What you should do
All of the entries below are to be copied without any alteration.

---------- Data in this exercise

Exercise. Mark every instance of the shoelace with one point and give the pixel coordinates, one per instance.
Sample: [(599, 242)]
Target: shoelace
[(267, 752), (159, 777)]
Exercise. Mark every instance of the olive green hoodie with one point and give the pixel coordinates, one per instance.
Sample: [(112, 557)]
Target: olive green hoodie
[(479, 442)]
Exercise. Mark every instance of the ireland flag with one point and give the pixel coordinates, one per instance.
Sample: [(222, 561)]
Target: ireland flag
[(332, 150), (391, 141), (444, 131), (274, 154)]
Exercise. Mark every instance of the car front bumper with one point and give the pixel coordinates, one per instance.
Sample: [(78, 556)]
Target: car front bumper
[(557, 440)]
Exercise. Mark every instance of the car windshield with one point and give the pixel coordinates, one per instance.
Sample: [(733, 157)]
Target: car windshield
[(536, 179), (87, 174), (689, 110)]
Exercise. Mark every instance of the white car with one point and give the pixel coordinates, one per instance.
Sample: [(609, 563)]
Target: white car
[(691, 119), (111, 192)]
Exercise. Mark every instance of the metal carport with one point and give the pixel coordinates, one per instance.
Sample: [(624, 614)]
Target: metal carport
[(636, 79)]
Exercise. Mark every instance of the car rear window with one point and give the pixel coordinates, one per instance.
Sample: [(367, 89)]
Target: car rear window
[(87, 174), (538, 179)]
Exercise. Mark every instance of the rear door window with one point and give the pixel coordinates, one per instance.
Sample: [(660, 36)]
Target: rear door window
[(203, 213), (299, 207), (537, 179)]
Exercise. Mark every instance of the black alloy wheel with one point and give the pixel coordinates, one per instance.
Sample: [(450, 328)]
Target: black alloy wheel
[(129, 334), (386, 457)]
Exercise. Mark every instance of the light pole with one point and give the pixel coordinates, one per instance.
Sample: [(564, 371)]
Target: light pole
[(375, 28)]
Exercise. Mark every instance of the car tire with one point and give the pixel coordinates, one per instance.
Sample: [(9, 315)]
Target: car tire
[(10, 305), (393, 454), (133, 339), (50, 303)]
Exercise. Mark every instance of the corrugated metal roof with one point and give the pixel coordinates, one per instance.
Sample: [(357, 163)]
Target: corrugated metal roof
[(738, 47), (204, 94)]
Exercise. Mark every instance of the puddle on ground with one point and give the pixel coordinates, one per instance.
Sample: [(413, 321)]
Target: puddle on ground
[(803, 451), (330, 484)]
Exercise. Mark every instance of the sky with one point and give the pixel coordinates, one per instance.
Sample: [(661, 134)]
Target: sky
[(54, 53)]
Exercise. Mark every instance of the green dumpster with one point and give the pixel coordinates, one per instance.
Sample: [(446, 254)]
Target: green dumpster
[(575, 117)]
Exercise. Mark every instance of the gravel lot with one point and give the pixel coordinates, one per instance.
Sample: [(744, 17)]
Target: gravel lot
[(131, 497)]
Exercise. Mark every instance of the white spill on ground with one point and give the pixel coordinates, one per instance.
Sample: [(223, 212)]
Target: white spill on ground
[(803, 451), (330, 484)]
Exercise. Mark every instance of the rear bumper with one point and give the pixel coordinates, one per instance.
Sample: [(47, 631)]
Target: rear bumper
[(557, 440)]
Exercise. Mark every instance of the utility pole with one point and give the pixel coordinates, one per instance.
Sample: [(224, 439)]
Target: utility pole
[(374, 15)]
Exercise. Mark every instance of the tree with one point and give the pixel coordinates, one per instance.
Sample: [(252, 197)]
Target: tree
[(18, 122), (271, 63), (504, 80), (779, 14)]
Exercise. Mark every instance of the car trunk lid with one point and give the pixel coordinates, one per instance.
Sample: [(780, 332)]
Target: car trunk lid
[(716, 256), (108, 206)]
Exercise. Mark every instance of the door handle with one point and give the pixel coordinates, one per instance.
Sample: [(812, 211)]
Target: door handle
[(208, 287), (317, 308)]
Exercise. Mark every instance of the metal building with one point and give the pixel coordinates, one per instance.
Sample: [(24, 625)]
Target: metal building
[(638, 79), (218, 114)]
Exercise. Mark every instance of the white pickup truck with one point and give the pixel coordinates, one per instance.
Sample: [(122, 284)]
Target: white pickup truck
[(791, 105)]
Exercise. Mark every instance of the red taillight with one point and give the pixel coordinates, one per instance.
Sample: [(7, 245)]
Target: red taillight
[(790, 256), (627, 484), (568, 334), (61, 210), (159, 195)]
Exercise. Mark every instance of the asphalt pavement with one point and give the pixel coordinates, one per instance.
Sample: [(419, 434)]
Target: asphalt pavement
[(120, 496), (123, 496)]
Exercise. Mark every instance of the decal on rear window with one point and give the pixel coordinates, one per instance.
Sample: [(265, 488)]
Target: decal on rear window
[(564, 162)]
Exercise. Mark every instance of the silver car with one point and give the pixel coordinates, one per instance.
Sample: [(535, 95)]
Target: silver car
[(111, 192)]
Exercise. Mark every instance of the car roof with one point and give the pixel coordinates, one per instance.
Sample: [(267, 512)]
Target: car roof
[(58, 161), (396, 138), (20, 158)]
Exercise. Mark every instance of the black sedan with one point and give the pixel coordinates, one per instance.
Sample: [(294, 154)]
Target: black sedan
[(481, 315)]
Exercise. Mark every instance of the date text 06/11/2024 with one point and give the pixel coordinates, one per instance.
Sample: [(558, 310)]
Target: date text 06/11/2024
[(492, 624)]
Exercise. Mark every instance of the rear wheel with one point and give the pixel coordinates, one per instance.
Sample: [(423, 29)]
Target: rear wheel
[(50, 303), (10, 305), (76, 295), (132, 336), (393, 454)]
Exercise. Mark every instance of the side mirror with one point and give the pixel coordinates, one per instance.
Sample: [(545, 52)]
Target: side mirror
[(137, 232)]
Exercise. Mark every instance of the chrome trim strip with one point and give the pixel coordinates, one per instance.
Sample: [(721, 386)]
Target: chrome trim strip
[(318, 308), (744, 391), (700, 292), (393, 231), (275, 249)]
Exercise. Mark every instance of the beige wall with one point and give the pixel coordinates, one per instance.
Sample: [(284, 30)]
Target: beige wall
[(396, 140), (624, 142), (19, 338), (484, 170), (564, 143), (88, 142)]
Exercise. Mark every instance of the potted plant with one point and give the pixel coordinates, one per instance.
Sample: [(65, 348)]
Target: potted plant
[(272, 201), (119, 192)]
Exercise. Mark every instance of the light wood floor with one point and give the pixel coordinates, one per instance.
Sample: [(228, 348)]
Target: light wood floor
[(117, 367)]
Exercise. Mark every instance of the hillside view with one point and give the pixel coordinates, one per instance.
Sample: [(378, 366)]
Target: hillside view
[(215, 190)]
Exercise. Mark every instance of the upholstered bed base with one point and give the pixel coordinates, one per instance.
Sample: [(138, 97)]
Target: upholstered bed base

--------------------

Output below
Exercise. Mark every instance of the shoelace with one point and give the pixel coordinates, one per instance.
Sample: [(599, 242)]
Target: shoelace
[(267, 752), (159, 777)]
Exercise. Mark every instance of the olive green hoodie with one point and give the pixel coordinates, one per instance.
Sample: [(112, 557)]
Target: olive green hoodie
[(479, 442)]
Exercise. Mark every instance of the ireland flag with one point and give the pixel coordinates, one per instance.
Sample: [(222, 561)]
Target: ireland flag
[(332, 150), (391, 141), (444, 131), (274, 154)]
Exercise. Mark every instance of the car front bumper with one point and give the pixel coordinates, one per instance.
Sample: [(78, 556)]
Target: car front bumper
[(557, 440)]
Exercise. Mark every instance of the car windshield with one point and give the pixel coordinates, one per instance.
Sample: [(733, 157)]
Target: car windshield
[(536, 179), (87, 174), (689, 110)]
Exercise. Mark every instance of the white car with one point and give the pixel coordinates, one per instance.
Sample: [(609, 563)]
Target: white car
[(691, 119), (111, 192)]
Exercise. Mark every instance of the metal carport with one point and give the pixel coordinates, one per instance.
Sample: [(624, 614)]
Target: metal carport
[(636, 79)]
Exercise. Mark every instance of the car rear window with one point and give the pixel coordinates, one per instance.
Sample: [(367, 89)]
Target: car rear window
[(87, 174), (538, 179)]
Exercise. Mark every instance of the rear door window with one point and give the pixel coordinates, one per instance.
Sample: [(660, 36)]
Target: rear door window
[(203, 213), (299, 207), (537, 179)]
Exercise. Mark every instance of the black alloy wheel with one point and give the pixel coordinates, one per instance.
Sample: [(450, 328)]
Target: black alloy wheel
[(129, 334), (386, 457)]
Exercise. Mark every instance of the light pole with one point and give the pixel coordinates, one per instance.
Sample: [(564, 371)]
Target: light pole
[(375, 28)]
Exercise. Mark every instance of the car tire with one point and give the pixel coordinates, one per instance.
Sample: [(9, 315)]
Target: car tire
[(10, 305), (393, 454), (133, 339), (50, 303)]
Exercise. Mark every instance of the corrugated metal roof with one point and give the pixel coordinates, one per instance.
Sample: [(357, 163)]
Target: corrugated metal roof
[(738, 47), (204, 94)]
Exercise. Mark every instance of the puddle on ground with one point and give the pixel coordinates, one per instance.
Sample: [(413, 321)]
Target: puddle on ground
[(803, 451), (330, 484)]
Exercise. Mark every instance of the sky with one point and give the pixel coordinates, one per instance.
Sample: [(661, 134)]
Target: sky
[(54, 53)]
Exercise. Mark every instance of the green dumpster with one point and give the pixel coordinates, one per instance.
Sample: [(446, 254)]
Target: green dumpster
[(575, 117)]
Exercise. Mark every instance of the gravel lot with one point and give the pixel coordinates, one per instance.
Sample: [(744, 17)]
Target: gravel lot
[(131, 497)]
Exercise. Mark every instance of the white spill on ground with one point and give the pixel coordinates, one per instance.
Sample: [(223, 212)]
Target: white spill on ground
[(803, 451), (330, 484)]
Exercise. Mark every instance of the rear bumper with one point and give the pixel coordinates, one per instance.
Sample: [(47, 631)]
Target: rear bumper
[(557, 440)]
Exercise. Mark every instance of the utility pole with one point and give the pixel coordinates, one per instance.
Sample: [(224, 439)]
Target: utility pole
[(374, 15)]
Exercise. Mark every instance of the tree with one point and give the pixel coordinates, one per instance.
Sample: [(252, 197)]
Target: tree
[(18, 122), (271, 63), (504, 80), (779, 14)]
Exercise. Mark every instance of the car trunk lid with one point and give the pixel coordinates, one per instance.
Sample: [(780, 332)]
Target: car trunk lid
[(716, 256), (108, 206)]
Exercise. Mark every instance of the door handle with one point and give the pixel coordinates, one per instance.
Sample: [(812, 211)]
Target: door handle
[(208, 287), (317, 308)]
Exercise. Mark every instance of the metal building with one point and give the pixel coordinates, one per instance.
Sample: [(24, 625)]
Target: metal building
[(638, 79), (218, 114)]
Exercise. Mark every instance of the white pickup truck with one point and give the pixel coordinates, one per instance.
Sample: [(122, 284)]
Target: white pickup truck
[(791, 105)]
Exercise. Mark every instance of the red taillight with one point and give the pixel coordinates, one per instance.
Sample: [(7, 245)]
Target: red taillight
[(790, 256), (627, 484), (568, 334), (61, 210), (159, 195)]
Exercise. Mark every instance of the asphalt pavement with one point and give the pixel coordinates, one per instance.
Sample: [(419, 434)]
Target: asphalt pavement
[(120, 496), (123, 496)]
Exercise. Mark every instance of the decal on rear window with one point and give the pixel coordinates, one per instance.
Sample: [(265, 488)]
Target: decal on rear window
[(564, 162)]
Exercise. Mark every instance of the silver car with one point and give the pixel coordinates, one per instance.
Sample: [(535, 95)]
Target: silver car
[(111, 192)]
Exercise. Mark every instance of the car roof with one point and give the pixel coordinates, one per instance.
Sample: [(267, 512)]
Target: car roof
[(58, 161), (396, 138), (20, 158)]
Exercise. Mark every instance of the black sedan with one point and give the pixel coordinates, one per instance.
Sample: [(294, 154)]
Target: black sedan
[(481, 315)]
Exercise. Mark every instance of the date text 06/11/2024 with one point and give the pixel coordinates, one per instance.
Sample: [(558, 310)]
Target: date text 06/11/2024
[(492, 624)]
Exercise. Mark every instance of the rear wheel with one point and give the pixel coordinates, one per instance.
Sample: [(423, 29)]
Target: rear wheel
[(50, 303), (10, 305), (76, 295), (132, 336), (393, 454)]
Exercise. Mark every instance of the side mirror with one point and give the pixel coordinates, one per instance.
Sample: [(545, 52)]
Target: side mirror
[(137, 232)]
Exercise. Mark every instance of the chrome trim strip with one point and give the pixel coordinates, one per instance.
Sample: [(721, 386)]
Target: chrome trim strip
[(318, 308), (744, 391), (700, 292), (393, 231), (275, 249)]
Exercise. Mark every instance of the beige wall with one point and give the pixel coordinates, one per instance.
Sample: [(284, 30)]
Target: beige wall
[(396, 140), (624, 142), (19, 338), (484, 170), (564, 143), (88, 142)]
Exercise. Mark every instance of the potted plant with one point and give the pixel coordinates, one per instance.
Sample: [(65, 348)]
Target: potted plant
[(272, 201), (119, 192)]
Exercise. Mark every instance of the light wood floor with one point and give the pixel coordinates, one per instance.
Sample: [(228, 348)]
Target: light wood floor
[(117, 367)]
Exercise. Mark every instance of the hillside view with one point and give the pixel coordinates, one per instance.
Sample: [(378, 366)]
Target: hillside view
[(215, 190)]
Exercise. Mark every instance of the upholstered bed base with one point and give the pixel coordinates, one per instance.
Sample: [(138, 97)]
Target: upholstered bed base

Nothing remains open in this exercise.